### Exercise prompt
In the listing below, find the line holding "Target: dirt soil in flower bed" and the line holding "x=195, y=132". Write out those two lines and all lines between, exactly, and nothing more.

### Source information

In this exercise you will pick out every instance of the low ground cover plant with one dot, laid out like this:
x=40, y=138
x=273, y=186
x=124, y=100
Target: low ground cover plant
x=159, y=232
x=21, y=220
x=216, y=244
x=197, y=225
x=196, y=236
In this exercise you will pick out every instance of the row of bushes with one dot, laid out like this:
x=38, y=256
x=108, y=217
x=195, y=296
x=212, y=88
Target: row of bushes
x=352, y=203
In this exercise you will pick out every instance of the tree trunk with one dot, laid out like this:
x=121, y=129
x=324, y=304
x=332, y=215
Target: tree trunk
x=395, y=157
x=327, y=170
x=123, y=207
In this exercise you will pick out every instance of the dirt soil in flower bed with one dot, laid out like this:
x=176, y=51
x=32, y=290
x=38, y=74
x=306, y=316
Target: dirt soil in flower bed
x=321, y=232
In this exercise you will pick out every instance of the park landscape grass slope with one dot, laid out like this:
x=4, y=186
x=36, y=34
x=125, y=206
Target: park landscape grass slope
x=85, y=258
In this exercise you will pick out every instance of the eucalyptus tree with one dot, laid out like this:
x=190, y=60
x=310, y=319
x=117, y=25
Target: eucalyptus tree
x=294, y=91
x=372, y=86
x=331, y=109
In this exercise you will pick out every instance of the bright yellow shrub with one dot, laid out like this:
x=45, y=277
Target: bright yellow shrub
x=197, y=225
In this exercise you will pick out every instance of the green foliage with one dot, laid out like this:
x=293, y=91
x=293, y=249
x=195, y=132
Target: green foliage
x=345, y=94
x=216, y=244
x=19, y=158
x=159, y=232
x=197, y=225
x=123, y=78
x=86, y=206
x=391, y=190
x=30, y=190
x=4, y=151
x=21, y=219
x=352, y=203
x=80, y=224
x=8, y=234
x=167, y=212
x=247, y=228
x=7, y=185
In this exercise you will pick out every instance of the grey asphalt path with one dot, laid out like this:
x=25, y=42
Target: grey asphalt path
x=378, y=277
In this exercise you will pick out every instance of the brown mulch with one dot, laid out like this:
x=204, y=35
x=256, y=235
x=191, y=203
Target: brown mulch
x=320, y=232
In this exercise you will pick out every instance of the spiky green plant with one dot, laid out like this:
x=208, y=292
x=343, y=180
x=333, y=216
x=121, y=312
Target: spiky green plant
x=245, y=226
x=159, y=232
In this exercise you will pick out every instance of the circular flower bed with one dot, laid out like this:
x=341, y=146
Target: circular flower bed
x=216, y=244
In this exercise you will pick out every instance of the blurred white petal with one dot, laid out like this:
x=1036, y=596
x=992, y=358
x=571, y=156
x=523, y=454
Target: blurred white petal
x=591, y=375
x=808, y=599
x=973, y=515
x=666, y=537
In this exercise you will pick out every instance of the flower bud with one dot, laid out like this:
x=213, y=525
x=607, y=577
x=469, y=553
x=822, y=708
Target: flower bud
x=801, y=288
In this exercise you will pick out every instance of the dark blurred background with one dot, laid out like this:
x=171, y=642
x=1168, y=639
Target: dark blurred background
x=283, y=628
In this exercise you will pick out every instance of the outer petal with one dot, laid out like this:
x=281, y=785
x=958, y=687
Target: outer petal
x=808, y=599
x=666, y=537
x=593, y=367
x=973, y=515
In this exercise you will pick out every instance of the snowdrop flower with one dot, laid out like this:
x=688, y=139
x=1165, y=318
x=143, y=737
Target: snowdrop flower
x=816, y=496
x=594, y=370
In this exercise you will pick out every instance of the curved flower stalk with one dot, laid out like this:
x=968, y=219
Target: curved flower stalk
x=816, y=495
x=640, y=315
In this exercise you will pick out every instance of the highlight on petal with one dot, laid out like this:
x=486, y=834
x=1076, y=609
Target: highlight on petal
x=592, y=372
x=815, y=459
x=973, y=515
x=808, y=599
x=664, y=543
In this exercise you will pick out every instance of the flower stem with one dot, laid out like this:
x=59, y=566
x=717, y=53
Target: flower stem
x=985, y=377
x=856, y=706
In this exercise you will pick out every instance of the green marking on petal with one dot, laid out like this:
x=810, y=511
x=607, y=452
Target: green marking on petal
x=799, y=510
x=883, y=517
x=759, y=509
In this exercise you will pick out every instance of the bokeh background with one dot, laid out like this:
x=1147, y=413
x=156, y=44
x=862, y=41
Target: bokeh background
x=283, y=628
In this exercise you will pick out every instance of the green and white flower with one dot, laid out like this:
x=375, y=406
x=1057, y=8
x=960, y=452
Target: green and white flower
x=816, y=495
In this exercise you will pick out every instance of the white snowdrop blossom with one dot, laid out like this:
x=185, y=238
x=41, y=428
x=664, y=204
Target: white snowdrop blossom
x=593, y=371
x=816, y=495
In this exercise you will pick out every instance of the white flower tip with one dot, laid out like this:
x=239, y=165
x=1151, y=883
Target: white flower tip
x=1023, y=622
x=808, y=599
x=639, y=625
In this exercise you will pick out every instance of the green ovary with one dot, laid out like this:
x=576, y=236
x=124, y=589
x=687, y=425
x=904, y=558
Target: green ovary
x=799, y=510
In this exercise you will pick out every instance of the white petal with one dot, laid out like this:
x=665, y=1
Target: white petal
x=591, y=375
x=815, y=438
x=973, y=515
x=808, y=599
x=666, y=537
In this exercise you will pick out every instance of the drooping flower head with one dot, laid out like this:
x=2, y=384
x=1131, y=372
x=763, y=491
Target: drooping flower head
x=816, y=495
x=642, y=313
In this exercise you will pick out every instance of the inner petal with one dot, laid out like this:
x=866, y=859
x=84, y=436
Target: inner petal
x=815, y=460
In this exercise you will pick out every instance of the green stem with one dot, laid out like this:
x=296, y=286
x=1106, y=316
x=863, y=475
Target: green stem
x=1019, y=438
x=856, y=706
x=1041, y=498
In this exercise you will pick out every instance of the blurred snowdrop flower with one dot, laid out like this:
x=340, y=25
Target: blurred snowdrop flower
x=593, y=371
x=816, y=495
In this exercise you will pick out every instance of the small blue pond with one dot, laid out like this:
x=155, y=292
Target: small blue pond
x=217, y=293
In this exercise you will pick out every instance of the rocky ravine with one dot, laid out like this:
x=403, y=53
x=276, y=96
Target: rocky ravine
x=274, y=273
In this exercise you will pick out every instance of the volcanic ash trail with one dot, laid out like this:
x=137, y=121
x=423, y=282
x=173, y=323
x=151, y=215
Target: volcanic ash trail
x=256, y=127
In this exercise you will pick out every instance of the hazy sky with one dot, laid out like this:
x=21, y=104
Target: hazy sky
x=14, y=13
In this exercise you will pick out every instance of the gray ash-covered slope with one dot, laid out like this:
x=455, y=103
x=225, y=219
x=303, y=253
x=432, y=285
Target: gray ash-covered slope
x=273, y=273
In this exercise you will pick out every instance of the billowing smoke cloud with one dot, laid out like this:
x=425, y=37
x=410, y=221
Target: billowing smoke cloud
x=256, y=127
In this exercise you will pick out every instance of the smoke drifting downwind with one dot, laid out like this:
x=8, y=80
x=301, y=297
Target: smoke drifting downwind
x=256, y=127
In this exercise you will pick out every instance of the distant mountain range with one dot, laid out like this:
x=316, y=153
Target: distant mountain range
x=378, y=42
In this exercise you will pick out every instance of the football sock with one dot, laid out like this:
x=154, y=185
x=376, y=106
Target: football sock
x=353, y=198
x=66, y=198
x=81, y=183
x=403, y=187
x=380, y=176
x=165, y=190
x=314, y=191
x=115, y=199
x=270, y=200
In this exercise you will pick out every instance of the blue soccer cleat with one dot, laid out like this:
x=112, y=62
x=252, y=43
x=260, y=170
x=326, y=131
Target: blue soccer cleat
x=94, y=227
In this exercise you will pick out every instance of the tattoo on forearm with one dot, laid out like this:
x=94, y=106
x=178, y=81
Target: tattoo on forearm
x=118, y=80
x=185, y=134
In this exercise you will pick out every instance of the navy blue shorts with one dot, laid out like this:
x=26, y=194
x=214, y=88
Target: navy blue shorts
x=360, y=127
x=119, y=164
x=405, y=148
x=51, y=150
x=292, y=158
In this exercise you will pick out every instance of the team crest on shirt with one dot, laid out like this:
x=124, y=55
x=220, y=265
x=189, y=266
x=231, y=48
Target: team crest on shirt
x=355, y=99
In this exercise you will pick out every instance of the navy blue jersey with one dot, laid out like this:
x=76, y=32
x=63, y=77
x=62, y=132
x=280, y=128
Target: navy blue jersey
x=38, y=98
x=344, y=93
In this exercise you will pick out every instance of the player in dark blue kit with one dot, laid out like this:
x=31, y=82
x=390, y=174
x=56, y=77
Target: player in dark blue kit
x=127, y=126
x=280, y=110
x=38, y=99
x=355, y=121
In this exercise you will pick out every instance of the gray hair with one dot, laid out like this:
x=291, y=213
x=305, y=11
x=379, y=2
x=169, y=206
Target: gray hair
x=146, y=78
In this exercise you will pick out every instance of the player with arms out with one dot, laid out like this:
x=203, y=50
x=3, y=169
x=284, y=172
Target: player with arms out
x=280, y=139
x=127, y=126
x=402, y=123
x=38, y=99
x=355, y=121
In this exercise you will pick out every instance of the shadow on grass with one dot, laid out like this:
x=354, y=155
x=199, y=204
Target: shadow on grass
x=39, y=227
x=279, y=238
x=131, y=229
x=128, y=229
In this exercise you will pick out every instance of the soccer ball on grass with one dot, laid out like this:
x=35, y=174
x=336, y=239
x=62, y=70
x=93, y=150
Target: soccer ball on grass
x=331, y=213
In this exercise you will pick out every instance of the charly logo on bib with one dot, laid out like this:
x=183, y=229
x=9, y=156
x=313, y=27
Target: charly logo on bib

### Result of this exercise
Target: dirt soil in flower bed
x=321, y=232
In this exercise you will pick out every instance of the park landscape grass slope with one dot, laid out like this:
x=4, y=186
x=36, y=34
x=125, y=206
Target: park landscape grass slope
x=85, y=258
In this exercise you will pick out every instance of the eucalyptus tree with one dot, laid out like this:
x=190, y=60
x=310, y=319
x=117, y=25
Target: eucalyptus tree
x=294, y=91
x=372, y=86
x=331, y=109
In this exercise you will pick out every instance of the bright yellow shrub with one dot, laid out like this:
x=45, y=277
Target: bright yellow shrub
x=197, y=225
In this exercise you will pick out every instance of the green foliage with one dot, laid out like this:
x=293, y=91
x=293, y=249
x=195, y=132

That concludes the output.